→ **Task item A**:
Sum up the MemShrink progress post in three sentences.
→ **Task item B**:
Write the next part of the MemShrink progress post, picking up after its last sentence.

→ **Document segment**:
Joel Maher got RSS memory measurements working for Android on Talos, Mozilla’s performance regression testing suite.  This was a MemShrink:P1 bug.  Graphs of the live data can be seen here.

Benoit Jacob made some improvements how Firefox manages and reports memory used by WebGL.

Bug Counts

Here’s the current bug count.

  • P1: 27 (-1/+1)
  • P2: 141 (-3/+5)
  • P3: 62 (-1/+2)
  • Unprioritized: 0 (-0/+0)

Only three more MemShrink bugs than this time last week!  Pretty good.

19 replies on “MemShrink progress, week 25”

I honestly dont feel / see any memory different with ObjectShrink. May be i was expecting too much. It doesn’t even reduce the JS memory by 10%.

So my guess is that 50% reduction are in the best case scenario. Which doesn’t happen as often.

@Ed: It was 50% of objects, not total js engine usage. On #developers:
bhackett: 5% of total, 9% of js
bhackett: there will be another bug in the next two weeks which should take another 2% off the browser’s total usage

Yes i do realize it was for Object and Shape, but given both of them represent up to 50% of JS Memory, a 50% reduction would have meant a 25% reduction in JS memory. Which wasn’t the case.

Let’s hope IGC and other Snappy bugs wont disappoint.

Your numbers are bogus. First, all the “gc-heap/objects” and “gc-heap/shapes” numbers don’t get anywhere near 50% of JS memory usage. Second, while “gc-heap/objects” has roughly halved, “gc-heap/shapes” shrank by a much smaller amount.

Well yes, the wins from ObjShrink are not as noticeable as I had hoped.
On the http://lights.elliegoulding.com/ demo however, the compartment goes from 70M to 50M (on x64) so that is a clear win there.

→ **Information**:
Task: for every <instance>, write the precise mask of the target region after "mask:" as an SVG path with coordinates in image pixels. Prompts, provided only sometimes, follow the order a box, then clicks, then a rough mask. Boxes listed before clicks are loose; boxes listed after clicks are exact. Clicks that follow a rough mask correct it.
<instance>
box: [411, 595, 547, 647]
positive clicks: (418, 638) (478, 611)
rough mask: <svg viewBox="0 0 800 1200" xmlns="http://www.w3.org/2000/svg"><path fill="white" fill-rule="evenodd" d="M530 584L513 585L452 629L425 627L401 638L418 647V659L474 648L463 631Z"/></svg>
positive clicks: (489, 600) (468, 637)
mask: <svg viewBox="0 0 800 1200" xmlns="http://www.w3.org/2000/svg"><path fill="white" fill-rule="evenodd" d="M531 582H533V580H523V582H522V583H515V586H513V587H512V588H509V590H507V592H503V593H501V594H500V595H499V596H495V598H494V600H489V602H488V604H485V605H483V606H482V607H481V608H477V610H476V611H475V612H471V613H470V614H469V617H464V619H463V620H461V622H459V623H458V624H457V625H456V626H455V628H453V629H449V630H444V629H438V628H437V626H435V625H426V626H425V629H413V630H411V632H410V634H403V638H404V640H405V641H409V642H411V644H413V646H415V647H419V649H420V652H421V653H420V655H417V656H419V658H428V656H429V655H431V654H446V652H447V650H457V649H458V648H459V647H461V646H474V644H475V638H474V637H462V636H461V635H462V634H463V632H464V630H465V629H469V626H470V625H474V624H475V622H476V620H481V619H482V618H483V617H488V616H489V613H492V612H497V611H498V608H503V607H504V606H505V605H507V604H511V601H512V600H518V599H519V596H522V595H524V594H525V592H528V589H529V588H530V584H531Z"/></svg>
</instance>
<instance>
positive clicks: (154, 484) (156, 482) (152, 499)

→ **Answer box A**:
Joel Maher got RSS memory measurements working for Android on Talos, Mozilla's performance regression testing suite, and Benoit Jacob improved how Firefox manages and reports memory used by WebGL. The current MemShrink bug count is 27 P1, 141 P2, 62 P3 and no unprioritized bugs, only three more than at the same point last week. In the replies, one reader says ObjectShrink brought no noticeable memory change, and others answer that the 50% cut applied to objects rather than to total JS usage, though on one demo the compartment dropped from 70M to 50M.

→ **Answer box B**:
Another question as I see you have mentioned runtime/threads/stack-committed: Wasn’t there a plan to cut this down a bit on linux? It is constantly using 8M which is quite a bit of memory.

It’s 8MB of address space, but it’s mostly not touched so doesn’t really cost anything.

When I access about:cache?device=disk, heap-unclassified goes to 44%. This isn’t a memory leak (if I close the tab, in some seconds heap-classified go back to 25%), but I think there’s something on about:cache not covered by any memory reporters.

I tried that and it stayed around 21% for me with a Nightly build. What version of Firefox are you running?

Firefox 10.0 a2, Aurora. I tested with build 2011-12-07.

My internet is slow (1Mbit) , and because of that I use a big amount of cache.

Number of entries: 100417
Maximum storage size: 4000000 KiB
Storage in use: 3397931 KiB

Oh, right. So the page is enormous, right? It’s probably covered by one of the existing CSS or DOM memory reporter bugs. I’m working on it 🙂

You won’t see Objectshrink improvements in Nightly yet, because, to my knowledge, the patches are only in the jaegermonkey branch. No jm -> m-c merge has happened yet either.

Correct me If I’m mistaken.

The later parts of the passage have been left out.